Pick out every line of the records that contains the word "water" and copy each one.

_ _ _ _

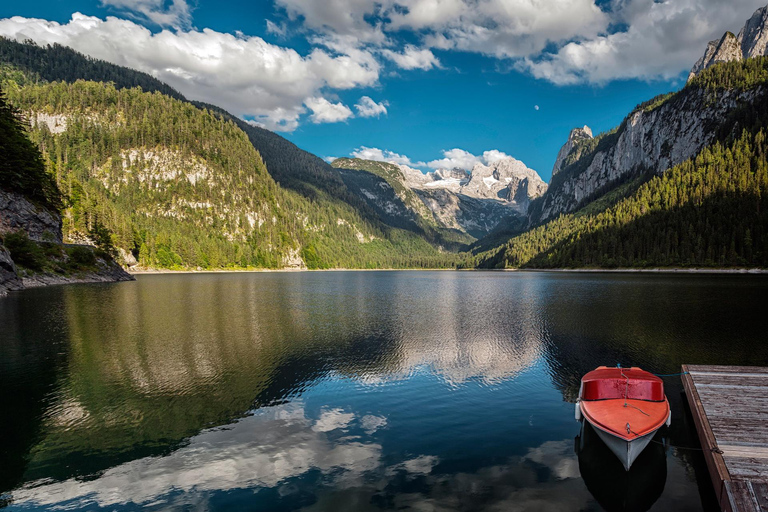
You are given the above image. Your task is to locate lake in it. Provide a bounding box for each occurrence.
[0,271,768,511]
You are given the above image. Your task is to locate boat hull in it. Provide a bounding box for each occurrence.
[576,366,671,471]
[585,420,656,471]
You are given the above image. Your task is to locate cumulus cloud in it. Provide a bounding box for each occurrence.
[350,146,512,171]
[304,97,354,124]
[427,148,512,171]
[0,13,380,131]
[381,44,440,70]
[101,0,192,28]
[351,146,426,167]
[427,148,481,169]
[519,0,755,85]
[355,96,389,117]
[277,0,763,85]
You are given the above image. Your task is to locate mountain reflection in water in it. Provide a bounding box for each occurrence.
[0,272,768,510]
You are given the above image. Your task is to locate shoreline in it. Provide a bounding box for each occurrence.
[126,268,768,276]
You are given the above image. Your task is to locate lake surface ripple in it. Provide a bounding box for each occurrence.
[0,272,768,511]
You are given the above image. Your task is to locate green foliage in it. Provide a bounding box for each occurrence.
[3,230,48,271]
[0,37,184,99]
[67,245,96,267]
[3,74,456,269]
[683,57,768,93]
[467,129,768,268]
[0,85,62,210]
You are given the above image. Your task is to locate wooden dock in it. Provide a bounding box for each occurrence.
[683,365,768,512]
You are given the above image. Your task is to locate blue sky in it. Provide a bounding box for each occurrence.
[0,0,765,180]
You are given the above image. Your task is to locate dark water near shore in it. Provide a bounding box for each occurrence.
[0,272,768,511]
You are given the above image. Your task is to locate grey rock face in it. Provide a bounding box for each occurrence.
[688,6,768,81]
[552,125,592,176]
[18,246,136,289]
[415,188,519,238]
[0,190,62,243]
[688,32,742,81]
[738,5,768,58]
[529,88,766,225]
[0,245,23,297]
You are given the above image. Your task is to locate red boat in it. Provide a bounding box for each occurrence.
[576,366,671,471]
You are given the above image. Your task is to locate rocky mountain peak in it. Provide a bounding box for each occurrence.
[688,6,768,81]
[738,5,768,58]
[688,32,742,80]
[461,158,547,207]
[552,125,592,176]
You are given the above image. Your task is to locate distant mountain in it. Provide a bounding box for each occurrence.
[688,6,768,81]
[0,36,185,100]
[333,158,546,238]
[552,125,594,176]
[528,59,766,227]
[0,85,132,297]
[0,40,462,268]
[466,57,768,268]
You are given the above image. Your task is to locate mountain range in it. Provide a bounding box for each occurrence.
[0,3,768,292]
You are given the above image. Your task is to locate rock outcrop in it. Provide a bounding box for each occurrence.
[460,158,547,209]
[688,6,768,81]
[552,125,592,176]
[0,190,134,297]
[528,87,768,226]
[0,190,62,243]
[0,245,24,297]
[738,5,768,58]
[333,158,547,238]
[688,32,742,81]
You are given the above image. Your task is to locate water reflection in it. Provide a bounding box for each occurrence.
[0,272,768,510]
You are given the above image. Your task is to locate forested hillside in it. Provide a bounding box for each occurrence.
[0,74,450,268]
[0,36,184,100]
[0,39,456,268]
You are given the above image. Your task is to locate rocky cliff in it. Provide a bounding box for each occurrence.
[688,6,768,81]
[0,190,62,243]
[0,190,133,297]
[552,125,593,176]
[333,158,547,238]
[528,86,766,226]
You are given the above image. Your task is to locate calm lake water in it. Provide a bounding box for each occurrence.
[0,272,768,511]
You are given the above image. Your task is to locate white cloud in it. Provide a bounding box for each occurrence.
[0,13,380,130]
[381,44,440,70]
[268,0,764,85]
[351,146,426,167]
[355,96,389,117]
[427,148,482,169]
[101,0,192,27]
[520,0,756,85]
[350,146,512,171]
[304,97,354,124]
[267,20,288,37]
[482,149,512,165]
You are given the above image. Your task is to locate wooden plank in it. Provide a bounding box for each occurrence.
[721,480,760,512]
[682,365,737,502]
[725,457,768,482]
[705,418,768,446]
[683,365,768,512]
[692,373,768,387]
[685,364,768,374]
[718,441,768,459]
[750,482,768,512]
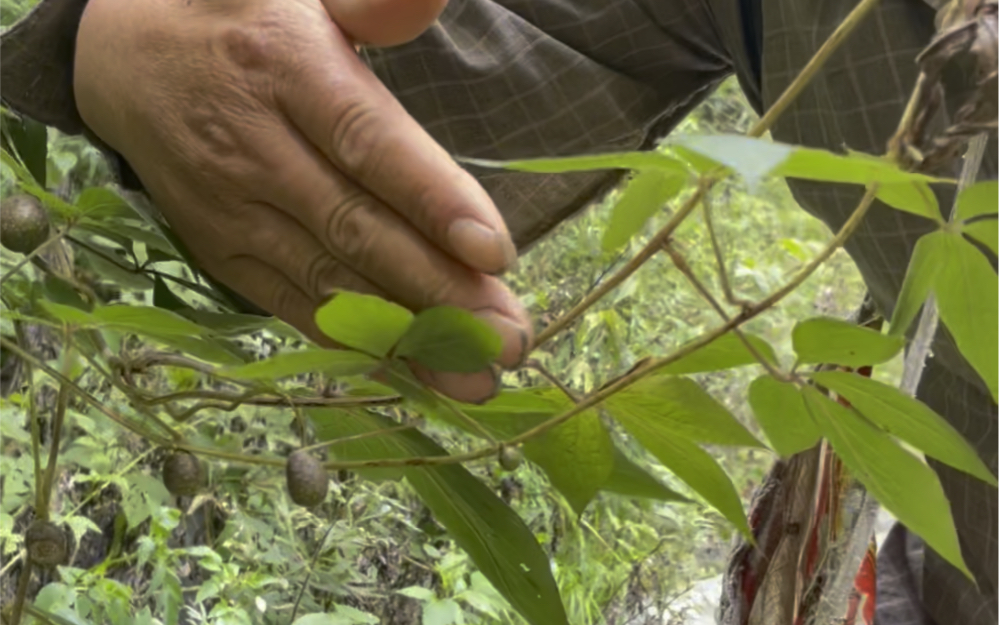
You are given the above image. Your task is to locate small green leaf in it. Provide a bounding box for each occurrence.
[219,349,378,380]
[395,306,503,373]
[602,170,687,252]
[316,291,413,358]
[875,180,943,222]
[76,187,136,221]
[38,300,99,328]
[91,304,207,336]
[957,180,999,223]
[803,387,971,578]
[454,388,615,513]
[674,134,795,188]
[930,233,999,401]
[811,371,997,486]
[654,332,778,375]
[773,147,940,185]
[791,317,905,367]
[888,231,947,336]
[458,150,688,176]
[601,446,690,503]
[605,376,763,447]
[608,409,751,537]
[310,410,568,625]
[961,219,999,254]
[749,375,820,458]
[3,116,48,188]
[524,389,614,514]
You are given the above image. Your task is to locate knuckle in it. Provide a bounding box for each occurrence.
[326,189,378,266]
[328,96,379,177]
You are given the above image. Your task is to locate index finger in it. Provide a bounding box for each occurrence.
[277,15,517,274]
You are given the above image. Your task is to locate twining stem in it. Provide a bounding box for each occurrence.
[663,241,788,381]
[532,0,879,350]
[35,331,73,521]
[747,0,879,137]
[532,177,715,351]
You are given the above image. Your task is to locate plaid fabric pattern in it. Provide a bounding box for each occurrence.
[0,0,999,625]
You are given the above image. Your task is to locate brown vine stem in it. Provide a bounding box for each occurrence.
[531,0,879,350]
[663,241,791,382]
[35,329,73,521]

_ _ _ _

» **CORRECT ANSWER**:
You are given the above image. Your task is to locate mountain reflection in water in it. Provide a bounding box for each occurrence.
You are given the above image. Your task is to locate dark water near shore in it. Provide a bounding box for each occurrence.
You are given the above image. Your task is to locate water reflection in it. Provide a bounding box for each occurrence.
You are given the above image. Your task is to locate calm lake water in it. Provide a bounding box for each occurrence.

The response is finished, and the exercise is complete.